- [What is being asked]: Copy all of the data below word for word, and leave the pictures out of your copy.

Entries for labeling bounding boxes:
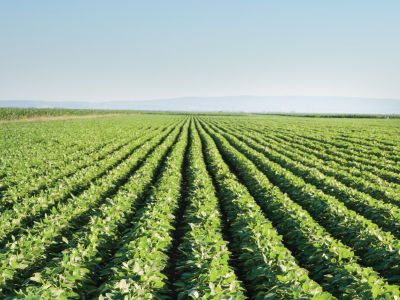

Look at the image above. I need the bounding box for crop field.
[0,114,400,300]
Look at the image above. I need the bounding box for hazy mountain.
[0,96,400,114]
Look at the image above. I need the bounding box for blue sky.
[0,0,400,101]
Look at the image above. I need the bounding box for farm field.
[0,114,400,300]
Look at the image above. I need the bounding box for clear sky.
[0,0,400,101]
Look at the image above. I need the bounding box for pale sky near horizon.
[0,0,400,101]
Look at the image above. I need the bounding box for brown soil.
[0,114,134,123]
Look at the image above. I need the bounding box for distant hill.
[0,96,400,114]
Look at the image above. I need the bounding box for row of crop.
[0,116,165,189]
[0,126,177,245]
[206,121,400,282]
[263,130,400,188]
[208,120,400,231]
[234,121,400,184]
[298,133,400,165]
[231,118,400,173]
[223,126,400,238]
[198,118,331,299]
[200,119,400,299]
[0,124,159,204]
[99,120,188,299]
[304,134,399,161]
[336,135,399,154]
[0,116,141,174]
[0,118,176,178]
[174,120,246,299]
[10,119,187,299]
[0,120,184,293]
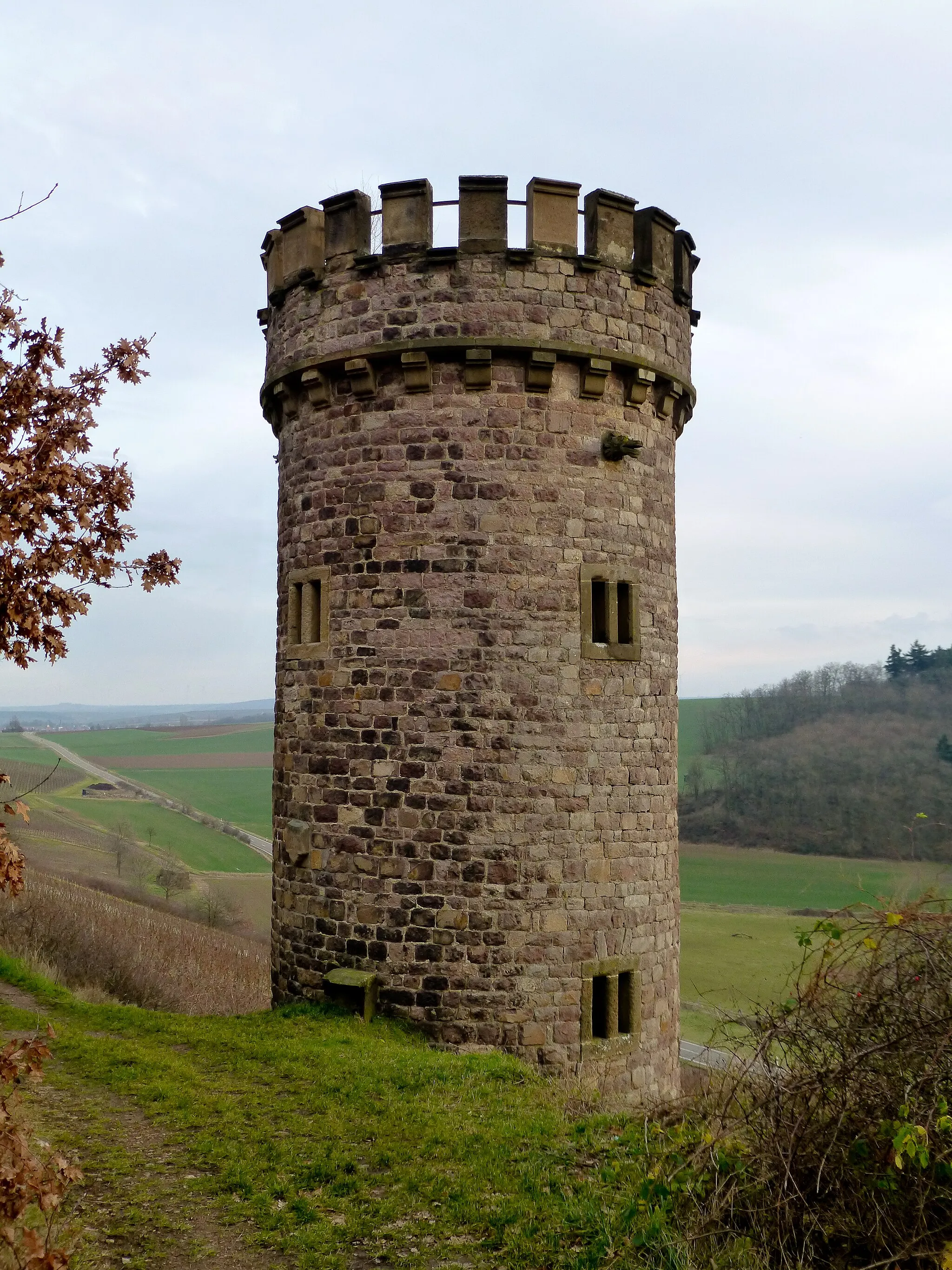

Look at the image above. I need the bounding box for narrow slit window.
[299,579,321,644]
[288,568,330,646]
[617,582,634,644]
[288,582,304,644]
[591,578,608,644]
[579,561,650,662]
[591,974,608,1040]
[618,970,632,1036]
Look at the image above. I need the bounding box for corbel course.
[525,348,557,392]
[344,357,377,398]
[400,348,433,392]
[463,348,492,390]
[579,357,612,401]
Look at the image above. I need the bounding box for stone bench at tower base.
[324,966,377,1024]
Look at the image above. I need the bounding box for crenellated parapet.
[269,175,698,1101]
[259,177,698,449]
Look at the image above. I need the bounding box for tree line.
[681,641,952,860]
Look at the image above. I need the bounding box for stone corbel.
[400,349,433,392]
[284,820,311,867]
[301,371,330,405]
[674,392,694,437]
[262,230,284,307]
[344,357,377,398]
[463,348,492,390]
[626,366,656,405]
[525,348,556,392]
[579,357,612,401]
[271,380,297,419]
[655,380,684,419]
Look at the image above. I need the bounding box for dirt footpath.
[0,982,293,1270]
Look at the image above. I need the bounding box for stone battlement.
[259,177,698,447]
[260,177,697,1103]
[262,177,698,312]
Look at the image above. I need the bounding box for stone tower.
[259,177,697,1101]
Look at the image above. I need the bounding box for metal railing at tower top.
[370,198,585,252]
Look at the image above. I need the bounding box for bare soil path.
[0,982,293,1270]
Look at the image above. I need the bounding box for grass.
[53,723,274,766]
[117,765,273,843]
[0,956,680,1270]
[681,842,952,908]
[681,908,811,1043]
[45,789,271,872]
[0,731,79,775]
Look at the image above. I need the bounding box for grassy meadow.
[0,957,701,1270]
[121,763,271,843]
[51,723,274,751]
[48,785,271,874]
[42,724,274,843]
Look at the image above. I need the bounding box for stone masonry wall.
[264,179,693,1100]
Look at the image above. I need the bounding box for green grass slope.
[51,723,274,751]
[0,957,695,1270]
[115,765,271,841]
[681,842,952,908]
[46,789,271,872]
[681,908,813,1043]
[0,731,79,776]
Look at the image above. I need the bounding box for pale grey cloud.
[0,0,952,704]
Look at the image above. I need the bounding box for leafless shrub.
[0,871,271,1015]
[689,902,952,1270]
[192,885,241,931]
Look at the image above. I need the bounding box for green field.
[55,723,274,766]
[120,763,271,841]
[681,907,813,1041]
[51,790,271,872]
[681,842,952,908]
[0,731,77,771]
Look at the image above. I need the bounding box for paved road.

- [Answer in full]:
Look at the image above. I need the bounding box for crop field.
[0,114,400,300]
Look at the image above. I need the bounding box for hazy mountain.
[0,96,400,114]
Look at the image above. I need the bounding box for blue sky.
[0,0,400,101]
Look at the image above. I need the bounding box for farm field.
[0,114,400,300]
Look at the image above. I need the bounding box for clear sky.
[0,0,400,101]
Look at the image above. I need the bounding box for pale sky near horizon.
[0,0,400,101]
Look at the image above. I need the bounding box for brown soil.
[0,114,134,123]
Look at the image above. I need the bounding box for distant hill.
[0,96,400,114]
Look at the image above. I need the bounding box for row of crop.
[0,116,165,189]
[0,126,177,245]
[206,121,400,282]
[263,130,400,188]
[208,120,400,231]
[234,121,400,184]
[298,133,400,165]
[231,118,400,173]
[223,126,400,238]
[198,118,331,299]
[200,119,400,299]
[0,124,159,204]
[99,120,188,299]
[304,134,399,161]
[336,135,399,154]
[0,116,141,174]
[0,118,176,178]
[174,120,246,299]
[10,119,187,299]
[0,120,184,293]

Look at the image above. I need the bounding box for narrow slit window.
[299,579,321,644]
[288,568,330,646]
[617,582,634,644]
[288,582,304,644]
[591,578,608,644]
[579,561,650,662]
[591,974,608,1040]
[618,970,632,1036]
Look at the image above. I need the bounding box for corbel course.
[525,348,557,392]
[344,357,377,398]
[400,348,433,392]
[463,348,492,390]
[579,357,612,401]
Look at the image above. I need the bounding box for stone bench at tower base.
[324,966,377,1024]
Look at the image above. I need the bounding box for crenellated parapet.
[269,175,698,1101]
[259,177,698,449]
Look at the image above. I need the bounding box for tree line.
[681,641,952,860]
Look at the image above. I need the bounding box for stone corbel.
[400,349,433,392]
[284,820,311,867]
[301,371,330,405]
[674,392,694,437]
[262,230,284,307]
[344,357,377,398]
[463,348,492,390]
[626,366,656,405]
[525,348,556,392]
[579,357,612,401]
[271,380,297,419]
[655,380,684,419]
Look at the image above. I need the bounding box for dirt footpath.
[0,982,293,1270]
Look at the image above. I need the bounding box for stone battlement.
[259,177,698,447]
[260,177,697,1103]
[262,177,698,312]
Look at the image above. I need the bounding box for stone tower.
[259,177,697,1101]
Look at the image above. I need the bounding box for metal railing at tower top.
[370,198,585,252]
Look at the image above. I need the bounding box for bare soil path.
[0,982,293,1270]
Look at the image above. I need the bounding box for grass.
[53,723,274,766]
[117,765,273,843]
[0,956,680,1270]
[681,842,952,908]
[681,908,811,1043]
[45,789,271,872]
[0,731,79,775]
Look at the image above. I need the bounding box for grassy meadow.
[0,957,701,1270]
[121,763,271,843]
[51,723,274,751]
[48,785,271,874]
[42,724,274,843]
Look at the image above. I need the bounding box for stone masonry wall.
[264,179,693,1100]
Look at the image above. I need the bounding box for green grass slope.
[51,723,274,751]
[0,957,695,1270]
[115,765,271,841]
[681,842,952,908]
[46,789,271,872]
[681,908,813,1043]
[0,731,79,776]
Look at the image above. I need the bounding box for pale grey cloud.
[0,0,952,704]
Look at the image above. I need the bounding box for leafless shrub.
[0,871,271,1015]
[689,902,952,1270]
[192,885,241,931]
Look at the image above. I need the bounding box for green field.
[55,723,274,766]
[120,763,271,841]
[681,907,813,1041]
[51,790,271,872]
[681,842,952,908]
[0,731,77,771]
Look at the image above. I need the bounding box for paved road.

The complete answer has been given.